* Document passage:
⟨

On one day (13 July) there were three news stories about social work and a related story from the week before. They are each a cause of concern for social work’s future.
If ever there was a time when social workers – and all those who value the contribution social work can make within the lives of people who are in crisis, distressed or in difficulty – need to be vigilant about what others may planning, it’s now.
‘Doomsday scenario’
First, the president of the Association of Directors of Children’s Services described the funding of children’s social care as a ‘ticking time bomb’. In many areas it is a bomb primed to go off very shortly. In some places it has already exploded.
With more than 50% increases in child protection investigations and plans since 2008, with early help funding reduced by 55% in the last 5 years and with further cuts for poor families and the services helping them, it really is a doomsday scenario.
And it is no better for social workers working with disabled and older people. With 31% cuts to social care budgets since 2010, despite a 14% increase in adults seeking help, rationing is the overwhelming task for many social workers.
Fragmented profession
The second story of the day was that Sir Martin Narey is canvassing for the profession to be fragmented with separate education and training for those who might work with children and those who might work with adults.
This seems to largely ignore that children live with adults and adults care for children, which is why, for the past 40 years, social work has had the children’s and adults interface as a central focus.
Sir Martin’s prescription will lead to the demise of an integrated profession of social work. It is based on trying to squeeze what should be a broader initial education and training, followed by a specialist assessed and supported year in employment, into a short very specialist qualifying training.

⟩

* Dataset section:
⟨

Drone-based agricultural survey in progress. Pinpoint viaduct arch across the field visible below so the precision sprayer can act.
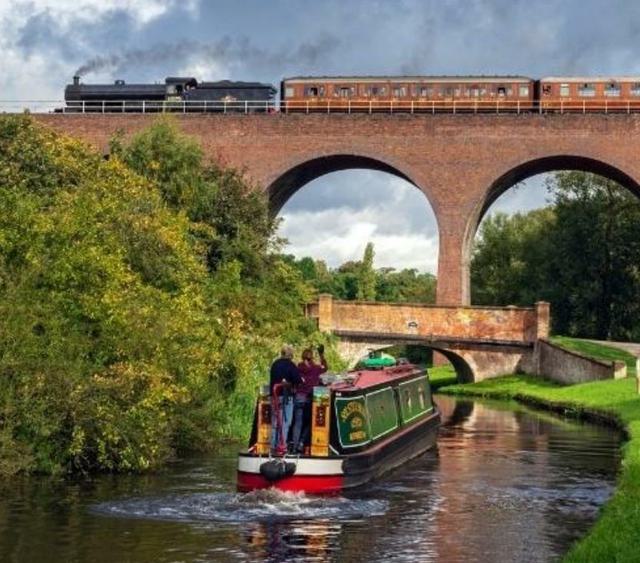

⟩

* Problems:
A) List every percentage figure in the social work passage, together with what each one measures.
B) Carry on writing the social work passage from its final sentence.
The data above has no connection to the social work passage.

* Outputs in order:
A)
- More than 50%: the increase in child protection investigations and plans since 2008
- 55%: the reduction in early help funding over the last 5 years
- 31%: the cuts to social care budgets since 2010
- 14%: the increase in adults seeking help

B)
Professional skills and values
This week, Sir Martin wants the profession of social work to be fragmented. Last week, he was castigating social workers for not placing more children for adoption, with this, increasingly, appearing to be the measure against which social work should be judged. But far from losing their nerve about placing children for adoption, as Sir Martin suggested, social workers are holding on to their professional knowledge, skills and values. They see adoption as one way to build stability for children, but not the only way.
And while there has been some reversal in the rapid increase in adoptions, there has been an increase in special guardianship orders, which also create stability for children within their wider kinship network or with long term foster carers.
Positive developments
The third story was about grassroots members of the College trying to retrieve from its ashes those positive developments created by social workers following the recommendations of the Social Work Task Force and Social Work Reform Board.
It was social workers who created the Professional Competencies Framework. It was social workers who built and resourced the College’s faculties. It was social workers who powered the national networks of principal social workers.
But there’s now every danger ministers will seek to capture and colonise each of these social worker-created developments.
Independent of government
If they do, these will be re-shaped into whatever vehicles the government thinks will best fit its policies and purposes, many of which, under the heading of austerity, run counter to the commitment and values of social workers.
This is why the Professional Competencies Framework, the College faculties, and the principal social worker networks need to be independent of government. They should be located within the profession of social work, rather than government departments, or with these departments deciding where they should now be allocated.
This should not be within the gift or control of the government, but of the social work profession. If ever there were a time to be vigilant, it is now.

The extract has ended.